▶ _Assignment_
Search the records for the word "surface" and copy every line in which it occurs.
%%
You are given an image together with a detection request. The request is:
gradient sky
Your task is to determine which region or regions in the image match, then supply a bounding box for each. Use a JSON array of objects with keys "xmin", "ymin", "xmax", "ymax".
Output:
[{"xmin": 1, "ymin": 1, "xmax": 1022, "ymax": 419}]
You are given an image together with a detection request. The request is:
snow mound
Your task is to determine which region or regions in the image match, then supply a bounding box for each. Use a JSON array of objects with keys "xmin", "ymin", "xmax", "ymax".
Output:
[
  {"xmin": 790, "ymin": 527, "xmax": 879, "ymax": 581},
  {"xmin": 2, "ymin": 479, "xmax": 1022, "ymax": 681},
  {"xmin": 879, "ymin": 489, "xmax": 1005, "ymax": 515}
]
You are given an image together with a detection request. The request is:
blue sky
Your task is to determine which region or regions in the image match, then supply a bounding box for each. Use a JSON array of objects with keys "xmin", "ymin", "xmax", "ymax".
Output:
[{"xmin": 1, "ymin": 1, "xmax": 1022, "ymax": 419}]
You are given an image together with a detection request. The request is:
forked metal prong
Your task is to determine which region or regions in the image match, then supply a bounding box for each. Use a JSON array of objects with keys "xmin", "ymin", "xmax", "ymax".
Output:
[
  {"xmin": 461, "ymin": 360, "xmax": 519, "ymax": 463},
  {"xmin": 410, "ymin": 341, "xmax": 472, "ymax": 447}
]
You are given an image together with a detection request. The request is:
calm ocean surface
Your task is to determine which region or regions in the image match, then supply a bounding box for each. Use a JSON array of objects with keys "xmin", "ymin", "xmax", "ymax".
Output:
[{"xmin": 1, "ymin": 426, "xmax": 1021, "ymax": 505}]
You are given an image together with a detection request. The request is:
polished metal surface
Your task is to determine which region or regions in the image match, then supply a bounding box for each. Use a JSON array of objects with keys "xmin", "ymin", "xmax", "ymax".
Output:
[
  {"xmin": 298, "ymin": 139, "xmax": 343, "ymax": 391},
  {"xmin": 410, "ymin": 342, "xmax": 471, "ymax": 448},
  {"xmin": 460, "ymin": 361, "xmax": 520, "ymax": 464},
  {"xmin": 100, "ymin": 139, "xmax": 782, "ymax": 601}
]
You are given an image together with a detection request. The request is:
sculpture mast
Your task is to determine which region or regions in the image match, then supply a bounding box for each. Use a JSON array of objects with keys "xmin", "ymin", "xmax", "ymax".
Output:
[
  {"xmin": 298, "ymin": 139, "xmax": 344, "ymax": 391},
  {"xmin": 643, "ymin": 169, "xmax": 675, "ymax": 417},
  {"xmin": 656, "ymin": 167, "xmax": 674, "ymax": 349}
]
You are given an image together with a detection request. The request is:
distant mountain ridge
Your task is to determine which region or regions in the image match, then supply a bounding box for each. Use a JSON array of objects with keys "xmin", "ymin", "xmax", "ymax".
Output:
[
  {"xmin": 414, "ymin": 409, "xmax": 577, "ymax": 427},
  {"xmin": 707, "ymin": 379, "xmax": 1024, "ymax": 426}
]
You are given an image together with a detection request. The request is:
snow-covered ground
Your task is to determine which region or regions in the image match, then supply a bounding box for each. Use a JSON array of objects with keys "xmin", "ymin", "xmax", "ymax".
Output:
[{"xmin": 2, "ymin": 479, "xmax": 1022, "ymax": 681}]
%%
▶ _Response to the exercise_
calm ocean surface
polished metal surface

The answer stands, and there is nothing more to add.